■ Work required ■
Include only the line with "quick q — where's the water" and the lines after it, each reproduced exactly as it stands in the entries below.

■ Records for the exercise ■
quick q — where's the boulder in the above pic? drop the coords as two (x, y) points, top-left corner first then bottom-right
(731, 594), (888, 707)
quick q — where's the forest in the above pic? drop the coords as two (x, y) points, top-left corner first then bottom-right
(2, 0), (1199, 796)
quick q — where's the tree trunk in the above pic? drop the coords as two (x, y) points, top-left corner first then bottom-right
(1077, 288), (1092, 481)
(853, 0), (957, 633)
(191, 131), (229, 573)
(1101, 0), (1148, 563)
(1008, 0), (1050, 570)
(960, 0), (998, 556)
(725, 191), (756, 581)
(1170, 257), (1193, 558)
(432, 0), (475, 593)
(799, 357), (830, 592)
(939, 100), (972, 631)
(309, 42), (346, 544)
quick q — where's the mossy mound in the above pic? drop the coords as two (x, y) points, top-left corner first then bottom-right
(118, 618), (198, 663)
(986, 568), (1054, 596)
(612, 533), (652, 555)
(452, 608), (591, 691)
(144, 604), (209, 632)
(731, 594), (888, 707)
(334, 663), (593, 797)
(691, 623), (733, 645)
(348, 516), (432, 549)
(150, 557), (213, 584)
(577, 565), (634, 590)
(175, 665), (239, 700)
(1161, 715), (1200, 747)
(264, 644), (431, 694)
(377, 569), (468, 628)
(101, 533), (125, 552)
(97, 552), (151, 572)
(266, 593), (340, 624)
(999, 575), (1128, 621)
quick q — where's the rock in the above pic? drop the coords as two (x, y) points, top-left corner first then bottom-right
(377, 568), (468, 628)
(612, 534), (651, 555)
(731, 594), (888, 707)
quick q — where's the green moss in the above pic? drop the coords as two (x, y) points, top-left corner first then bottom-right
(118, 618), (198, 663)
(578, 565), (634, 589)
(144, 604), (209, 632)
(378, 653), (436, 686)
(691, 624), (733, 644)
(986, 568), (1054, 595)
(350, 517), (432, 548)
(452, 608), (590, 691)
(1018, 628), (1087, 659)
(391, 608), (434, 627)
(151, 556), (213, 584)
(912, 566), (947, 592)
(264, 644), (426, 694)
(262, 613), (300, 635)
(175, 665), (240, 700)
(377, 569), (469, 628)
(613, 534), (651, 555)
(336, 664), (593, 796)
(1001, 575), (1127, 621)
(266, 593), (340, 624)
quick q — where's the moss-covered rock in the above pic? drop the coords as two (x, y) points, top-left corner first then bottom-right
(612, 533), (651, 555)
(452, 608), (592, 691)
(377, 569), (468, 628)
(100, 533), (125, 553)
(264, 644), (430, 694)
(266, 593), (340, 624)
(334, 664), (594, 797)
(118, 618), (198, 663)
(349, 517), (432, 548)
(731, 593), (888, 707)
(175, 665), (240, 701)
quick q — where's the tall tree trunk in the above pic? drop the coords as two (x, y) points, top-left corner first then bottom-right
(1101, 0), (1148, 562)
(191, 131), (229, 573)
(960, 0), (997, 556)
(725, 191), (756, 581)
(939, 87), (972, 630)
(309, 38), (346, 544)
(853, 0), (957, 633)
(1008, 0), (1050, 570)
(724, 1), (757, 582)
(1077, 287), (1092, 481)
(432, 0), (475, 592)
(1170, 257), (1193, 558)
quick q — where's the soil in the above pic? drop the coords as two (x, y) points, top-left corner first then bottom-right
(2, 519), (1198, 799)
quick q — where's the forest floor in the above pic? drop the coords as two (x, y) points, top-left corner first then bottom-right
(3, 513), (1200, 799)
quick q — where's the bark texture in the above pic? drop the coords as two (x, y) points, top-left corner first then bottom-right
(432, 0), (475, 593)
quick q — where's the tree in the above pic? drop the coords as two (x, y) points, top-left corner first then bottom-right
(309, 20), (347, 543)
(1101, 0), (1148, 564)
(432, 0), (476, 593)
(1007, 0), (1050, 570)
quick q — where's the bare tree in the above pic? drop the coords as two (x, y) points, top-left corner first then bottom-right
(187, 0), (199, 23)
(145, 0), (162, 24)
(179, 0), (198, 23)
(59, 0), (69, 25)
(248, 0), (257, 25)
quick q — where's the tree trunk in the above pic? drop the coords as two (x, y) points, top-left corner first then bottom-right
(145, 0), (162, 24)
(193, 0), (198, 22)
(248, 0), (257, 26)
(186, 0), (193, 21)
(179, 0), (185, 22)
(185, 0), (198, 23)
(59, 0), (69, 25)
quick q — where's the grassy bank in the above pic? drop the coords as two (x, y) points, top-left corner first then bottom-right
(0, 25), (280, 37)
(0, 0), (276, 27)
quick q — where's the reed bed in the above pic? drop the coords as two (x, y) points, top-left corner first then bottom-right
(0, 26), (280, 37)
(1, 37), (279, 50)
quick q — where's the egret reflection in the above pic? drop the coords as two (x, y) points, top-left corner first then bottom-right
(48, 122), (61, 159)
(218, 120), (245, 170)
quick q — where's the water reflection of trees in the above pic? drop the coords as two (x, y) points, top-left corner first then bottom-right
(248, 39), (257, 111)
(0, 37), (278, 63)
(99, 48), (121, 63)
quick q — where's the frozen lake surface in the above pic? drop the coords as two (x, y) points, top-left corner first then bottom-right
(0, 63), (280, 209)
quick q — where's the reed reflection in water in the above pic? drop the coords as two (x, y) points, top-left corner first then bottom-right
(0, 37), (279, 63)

■ Response to the task ■
quick q — where's the water reflection of trees in the above pic? drop the coords as two (x, y) points, top-left corner first then bottom-right
(248, 39), (257, 111)
(0, 37), (278, 63)
(99, 48), (121, 63)
quick q — where's the frozen lake surface in the above pic? drop the coords as two (x, y) points, top-left corner first then bottom-right
(0, 63), (280, 209)
quick q — where's the reed reflection in water in the above pic? drop the coords as two (x, y) points, top-left corner first then bottom-right
(0, 37), (279, 63)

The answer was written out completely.